* [Source text]:
──────

Milecastle on Hadrian's Wall in England

Milecastle 9 (Chapel House) was a milecastle of the Roman Hadrian's Wall. Its remains exist partially as a low platform, and are located in West Denton (to the west of Newcastle upon Tyne), 300 yd from Chapel House Farm. However, the northern part of the remains are now mostly covered by the modern roads (A69/B6528). The milecastle marks a watershed between those with relatively well-defined positions (to the west) and those whose position are less certain (to the east). Milecastle 9 (Chapel House) was a milecastle of the Roman Hadrian’s Wall. Constructed during the early 2nd century AD under Emperor Hadrian, it formed part of the defensive network that marked the northern frontier of Roman Britain. Its remains, though mostly buried beneath modern roads, provide evidence of Roman military architecture and the organization of frontier defenses in the region.

== Construction ==
Milecastle 9 was a long-axis milecastle with Type IV gateways (a broad wall variation of Type II gateways).). Such milecastles were thought to have been constructed by the Legio XX Valeria Victrix who were based in Deva Victrix (Chester).
The only other known milecastles with Type IV gateways are Milecastle 27 and possibly Milecastle 10.

The milecastle had internal dimensions of 48 ft 10 in wide by 60 ft long, with gates 9 ft wide. The side walls were 9 ft thick with the south wall being slightly narrower and having rounded internal and external corners to the side walls. The side walls were constructed of a clay and rubble core, with mortared facing stones. Seven stones from the base course were found to bear numerals (5 of 'VIII', 1 of 'VIIII' and one of 'IX'). It is possible that these were cut at the quarry.

A posthole has been found in the western portion of Milecastle 9, possibly indicating an earlier timber structure. The barrack block covered a reasonably small 32m^{2}. As a result, it has been suggested that the garrison size was 8 men, smaller than many other milecastles (which had up to 32). The stone built barracks was extended in the third century and another building of unknown function erected close by to the west.

──────

* [Given material]:

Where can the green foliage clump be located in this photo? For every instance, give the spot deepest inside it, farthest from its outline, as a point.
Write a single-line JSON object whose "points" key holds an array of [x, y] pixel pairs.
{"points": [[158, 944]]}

──────

* [Brief 1]: Reproduce the portion of the Milecastle 9 text from "The milecastle had" to "at the quarry.", without alteration.
* [Brief 2]: Carry the account of Milecastle 9 forward, beginning after its final sentence.

* [Exercise output 1]:
The milecastle had internal dimensions of 48 ft 10 in wide by 60 ft long, with gates 9 ft wide. The side walls were 9 ft thick with the south wall being slightly narrower and having rounded internal and external corners to the side walls. The side walls were constructed of a clay and rubble core, with mortared facing stones. Seven stones from the base course were found to bear numerals (5 of 'VIII', 1 of 'VIIII' and one of 'IX'). It is possible that these were cut at the quarry.

* [Exercise output 2]:
==Excavations and investigations==
- 1840 – Hodgson wrote that "about 1790 strong foundations of masonry were dug up at Chapel Houses, on the site called Chapel".

- 1858 – Henry MacLauchlan describes the remains of Chapel House as destroyed so that the outlines can barely be seen.

- 1929 - Only the foundation course of the milecastle's side walls were found to remain, but six courses above the foundation stones remained of the north and south walls. The milecastle's dimensions were established (including an estimate for the width of the south gate). Finds included:.
  - A posthole found in the western portion. This indicates the possibility an earlier timber structure.
  - Part of a stone barrack block. This covered a relatively small 32 square metres, suggested a garrison size of a Contubernium (8 men), smaller than many other milecastles. The barracks was extended in the third century (probably to house 4 contubernia (32 men)).
  - A further building of unknown function erected a short distance.
  - Pottery reflecting each Wall period
  - Coins of Tetricus I and also Valentinian I (indicating the milecastle to be one of only 10 yielding 4th century material)
  - A gaming board
  - A sword scabbard chape
  - Part of a relief of a female figure
  - A further unusual find was that of a Roman or post-Roman cist burial outside the south wall. It contained a headless skeleton thought to be of an individual of 17 years. Also, the bones of an adult man and a woman of about 20 were discovered close by.
  - The Military Way was discovered 32 ft to the south running east–west, with a branch road to the gateway. At this point, the Military Way was more than 32 ft wide, of sandstone penning with traces of a curb on the north side
- 1951 – Partial re-examination. The north gate was found, and identified to be a variant of Type II (now known as Type IV).
- 1966 – English Heritage Field Investigation. It was noted that the major part of the milecastle had now been covered by road widening, but the southern portion was still evident as an ill-defined ground swelling within an arable field. There was no evidence of the Military Way or branch road. Excavations were carried out to locate Turret 9A in 1928 but failed to find it.
- 1979 – English Heritage Field Investigation. It was noted that the site had become even more ill-defined since the previous investigation. The site showing no intelligible remains.
- Late 1990s – An English Heritage investigation found that Milecastle 9 was one of only 14 milecastles on cultivated land and that only it and Milecastle 19 were being damaged by farming. Milecastle 9 suffered plough scores across the tops of the surviving walls (the south side lying under a farmer's field). It was concluded that the only way to prevent future plough damage is to take the land out of cultivation.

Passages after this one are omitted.